Find the line that contains "Presence query — locate the gift box and"; then retype it and each line after it, exactly, through the final line of the data below.

─── EXTRACTED DATA ───

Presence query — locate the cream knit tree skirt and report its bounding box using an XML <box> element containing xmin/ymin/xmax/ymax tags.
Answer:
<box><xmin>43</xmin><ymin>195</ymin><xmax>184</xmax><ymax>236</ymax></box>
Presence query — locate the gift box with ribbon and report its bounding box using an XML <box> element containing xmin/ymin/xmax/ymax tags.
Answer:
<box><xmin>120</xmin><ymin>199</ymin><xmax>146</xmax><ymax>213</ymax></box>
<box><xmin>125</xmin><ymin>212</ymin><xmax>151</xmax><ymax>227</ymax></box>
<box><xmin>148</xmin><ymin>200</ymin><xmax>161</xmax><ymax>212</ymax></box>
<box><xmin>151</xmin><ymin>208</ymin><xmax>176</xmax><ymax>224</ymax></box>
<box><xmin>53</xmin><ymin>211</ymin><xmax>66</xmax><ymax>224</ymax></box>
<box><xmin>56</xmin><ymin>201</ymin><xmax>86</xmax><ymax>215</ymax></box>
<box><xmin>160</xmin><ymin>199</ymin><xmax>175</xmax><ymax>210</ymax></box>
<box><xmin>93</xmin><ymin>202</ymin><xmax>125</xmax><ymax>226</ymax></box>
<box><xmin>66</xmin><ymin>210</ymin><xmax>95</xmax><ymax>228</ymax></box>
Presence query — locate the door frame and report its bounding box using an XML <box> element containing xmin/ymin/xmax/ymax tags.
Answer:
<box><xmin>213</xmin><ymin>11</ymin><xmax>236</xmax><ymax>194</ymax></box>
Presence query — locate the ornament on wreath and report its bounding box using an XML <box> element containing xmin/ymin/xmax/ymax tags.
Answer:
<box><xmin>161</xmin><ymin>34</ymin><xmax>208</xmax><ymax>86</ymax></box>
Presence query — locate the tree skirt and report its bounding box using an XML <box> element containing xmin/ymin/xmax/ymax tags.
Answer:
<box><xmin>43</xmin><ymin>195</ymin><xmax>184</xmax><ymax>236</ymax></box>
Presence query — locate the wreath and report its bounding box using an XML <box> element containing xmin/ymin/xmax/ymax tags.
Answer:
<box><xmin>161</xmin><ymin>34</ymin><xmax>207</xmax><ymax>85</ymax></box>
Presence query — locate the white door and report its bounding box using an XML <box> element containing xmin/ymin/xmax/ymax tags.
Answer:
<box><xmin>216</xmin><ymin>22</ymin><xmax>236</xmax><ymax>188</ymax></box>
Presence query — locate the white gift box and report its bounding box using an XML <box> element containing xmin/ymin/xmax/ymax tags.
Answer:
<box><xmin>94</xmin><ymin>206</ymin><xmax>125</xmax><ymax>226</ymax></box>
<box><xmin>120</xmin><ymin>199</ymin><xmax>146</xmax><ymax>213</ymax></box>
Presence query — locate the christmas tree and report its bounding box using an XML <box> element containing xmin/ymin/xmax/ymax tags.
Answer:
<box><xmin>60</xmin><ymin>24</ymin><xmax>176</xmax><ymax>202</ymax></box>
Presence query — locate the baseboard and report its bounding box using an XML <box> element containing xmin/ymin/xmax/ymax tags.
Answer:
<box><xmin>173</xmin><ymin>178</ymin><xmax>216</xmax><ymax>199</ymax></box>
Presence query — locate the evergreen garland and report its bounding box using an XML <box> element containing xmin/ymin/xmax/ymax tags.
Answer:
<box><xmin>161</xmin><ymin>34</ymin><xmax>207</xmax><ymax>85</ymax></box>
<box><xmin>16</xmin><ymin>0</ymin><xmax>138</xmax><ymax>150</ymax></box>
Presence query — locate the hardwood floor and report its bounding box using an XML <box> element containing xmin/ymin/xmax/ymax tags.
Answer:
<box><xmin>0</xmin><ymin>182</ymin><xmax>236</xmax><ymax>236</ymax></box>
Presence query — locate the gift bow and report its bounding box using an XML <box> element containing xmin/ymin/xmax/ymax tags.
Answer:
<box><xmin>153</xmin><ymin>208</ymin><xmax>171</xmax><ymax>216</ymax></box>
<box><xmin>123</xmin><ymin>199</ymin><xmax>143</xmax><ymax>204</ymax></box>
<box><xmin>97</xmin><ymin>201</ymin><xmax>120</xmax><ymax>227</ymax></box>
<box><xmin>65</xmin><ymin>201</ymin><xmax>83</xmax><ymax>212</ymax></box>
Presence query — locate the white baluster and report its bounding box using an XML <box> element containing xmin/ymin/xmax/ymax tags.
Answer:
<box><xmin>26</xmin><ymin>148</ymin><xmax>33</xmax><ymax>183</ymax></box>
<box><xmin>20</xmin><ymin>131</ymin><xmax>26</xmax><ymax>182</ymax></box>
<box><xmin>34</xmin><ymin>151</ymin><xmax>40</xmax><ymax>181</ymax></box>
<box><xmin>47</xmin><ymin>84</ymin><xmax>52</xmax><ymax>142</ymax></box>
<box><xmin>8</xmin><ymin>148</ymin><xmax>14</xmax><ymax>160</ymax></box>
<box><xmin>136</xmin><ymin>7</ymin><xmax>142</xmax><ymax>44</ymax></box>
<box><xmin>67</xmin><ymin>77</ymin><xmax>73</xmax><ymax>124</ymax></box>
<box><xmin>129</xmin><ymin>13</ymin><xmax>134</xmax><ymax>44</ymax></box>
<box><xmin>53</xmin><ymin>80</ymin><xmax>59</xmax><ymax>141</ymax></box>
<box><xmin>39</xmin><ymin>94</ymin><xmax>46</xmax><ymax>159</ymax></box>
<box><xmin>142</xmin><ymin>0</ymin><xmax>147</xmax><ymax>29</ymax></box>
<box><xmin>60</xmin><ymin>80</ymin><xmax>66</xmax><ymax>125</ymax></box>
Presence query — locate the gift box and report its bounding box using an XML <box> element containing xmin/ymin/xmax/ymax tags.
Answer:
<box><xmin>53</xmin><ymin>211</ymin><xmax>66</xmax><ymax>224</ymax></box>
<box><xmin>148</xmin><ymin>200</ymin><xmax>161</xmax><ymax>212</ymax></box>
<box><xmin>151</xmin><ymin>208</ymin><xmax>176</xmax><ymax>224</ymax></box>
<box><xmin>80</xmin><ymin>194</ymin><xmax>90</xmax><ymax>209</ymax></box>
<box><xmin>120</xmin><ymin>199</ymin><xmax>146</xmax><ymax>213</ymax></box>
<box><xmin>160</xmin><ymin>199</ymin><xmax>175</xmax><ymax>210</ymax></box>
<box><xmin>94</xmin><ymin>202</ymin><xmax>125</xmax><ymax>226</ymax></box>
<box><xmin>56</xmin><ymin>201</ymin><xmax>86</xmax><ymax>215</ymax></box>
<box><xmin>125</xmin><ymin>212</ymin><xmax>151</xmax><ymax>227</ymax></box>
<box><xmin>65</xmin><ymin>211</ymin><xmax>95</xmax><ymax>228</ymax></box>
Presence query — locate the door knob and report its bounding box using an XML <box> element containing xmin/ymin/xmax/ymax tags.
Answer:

───

→ **RESULT**
Presence query — locate the gift box and report its bounding box using an XML <box> element containing xmin/ymin/xmax/ymax tags.
Answer:
<box><xmin>53</xmin><ymin>211</ymin><xmax>66</xmax><ymax>224</ymax></box>
<box><xmin>148</xmin><ymin>200</ymin><xmax>161</xmax><ymax>212</ymax></box>
<box><xmin>151</xmin><ymin>208</ymin><xmax>176</xmax><ymax>224</ymax></box>
<box><xmin>80</xmin><ymin>194</ymin><xmax>90</xmax><ymax>209</ymax></box>
<box><xmin>120</xmin><ymin>199</ymin><xmax>146</xmax><ymax>213</ymax></box>
<box><xmin>160</xmin><ymin>199</ymin><xmax>175</xmax><ymax>210</ymax></box>
<box><xmin>94</xmin><ymin>202</ymin><xmax>125</xmax><ymax>226</ymax></box>
<box><xmin>56</xmin><ymin>201</ymin><xmax>86</xmax><ymax>215</ymax></box>
<box><xmin>125</xmin><ymin>212</ymin><xmax>151</xmax><ymax>227</ymax></box>
<box><xmin>65</xmin><ymin>211</ymin><xmax>95</xmax><ymax>228</ymax></box>
Presence query — locate the door knob and report its bounding box using an XML <box> element containing xmin/ymin/xmax/ymax tags.
Answer:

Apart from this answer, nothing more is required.